:: Dataset excerpts ::

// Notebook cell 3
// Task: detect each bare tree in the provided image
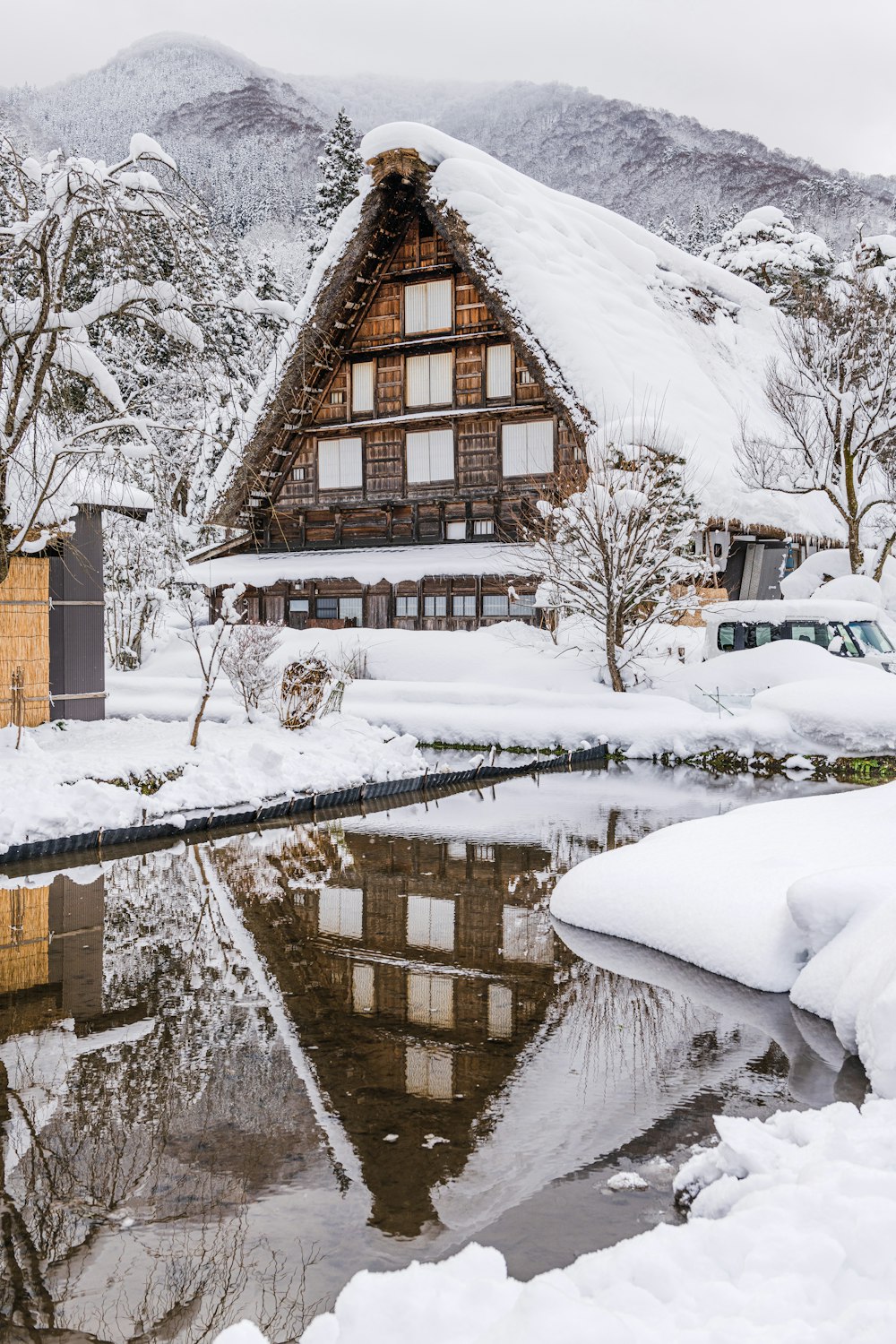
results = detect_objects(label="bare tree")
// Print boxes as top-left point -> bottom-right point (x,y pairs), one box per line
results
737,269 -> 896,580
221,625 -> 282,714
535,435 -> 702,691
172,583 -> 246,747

:::
:: Dataset excerpts ::

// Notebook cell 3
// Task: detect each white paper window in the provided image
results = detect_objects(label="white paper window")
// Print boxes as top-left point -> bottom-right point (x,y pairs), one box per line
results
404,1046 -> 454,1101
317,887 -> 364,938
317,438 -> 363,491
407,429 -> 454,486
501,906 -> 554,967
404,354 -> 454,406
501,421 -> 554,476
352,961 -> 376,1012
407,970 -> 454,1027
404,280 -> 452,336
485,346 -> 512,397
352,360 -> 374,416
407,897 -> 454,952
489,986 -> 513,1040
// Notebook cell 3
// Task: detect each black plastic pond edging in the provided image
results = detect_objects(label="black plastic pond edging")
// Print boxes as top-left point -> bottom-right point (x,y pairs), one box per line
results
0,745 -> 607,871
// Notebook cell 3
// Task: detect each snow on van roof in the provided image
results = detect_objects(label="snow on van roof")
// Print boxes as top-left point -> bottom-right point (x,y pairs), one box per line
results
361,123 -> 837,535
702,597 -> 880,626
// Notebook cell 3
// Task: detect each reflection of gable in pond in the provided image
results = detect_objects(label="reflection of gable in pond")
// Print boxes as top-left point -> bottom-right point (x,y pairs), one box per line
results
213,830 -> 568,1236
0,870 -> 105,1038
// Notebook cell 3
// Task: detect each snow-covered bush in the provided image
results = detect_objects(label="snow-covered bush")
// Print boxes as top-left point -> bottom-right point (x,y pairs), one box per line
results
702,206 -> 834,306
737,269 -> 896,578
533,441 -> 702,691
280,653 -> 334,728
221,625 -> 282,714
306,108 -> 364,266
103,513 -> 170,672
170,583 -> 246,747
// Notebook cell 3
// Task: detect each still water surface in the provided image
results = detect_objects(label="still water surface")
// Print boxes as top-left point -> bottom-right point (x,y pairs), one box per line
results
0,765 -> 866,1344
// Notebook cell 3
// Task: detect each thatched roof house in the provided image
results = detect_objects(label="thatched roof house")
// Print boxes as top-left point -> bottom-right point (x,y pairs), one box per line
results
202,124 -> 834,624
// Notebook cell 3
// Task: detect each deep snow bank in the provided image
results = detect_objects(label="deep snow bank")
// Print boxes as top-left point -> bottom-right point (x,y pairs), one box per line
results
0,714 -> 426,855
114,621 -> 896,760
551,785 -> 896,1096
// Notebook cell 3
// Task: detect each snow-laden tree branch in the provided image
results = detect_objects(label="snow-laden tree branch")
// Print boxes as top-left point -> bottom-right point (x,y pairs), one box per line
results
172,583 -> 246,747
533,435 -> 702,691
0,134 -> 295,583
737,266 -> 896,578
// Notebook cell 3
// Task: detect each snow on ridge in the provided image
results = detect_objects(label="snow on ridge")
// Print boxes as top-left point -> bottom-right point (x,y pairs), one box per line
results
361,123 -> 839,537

:::

Exercise task: Locate every line in the entries above that contains the word "white" and copy each of those lines.

Completed exercise:
// Task: detect each white paper window in the provided image
results = detect_objects(label="white paper window")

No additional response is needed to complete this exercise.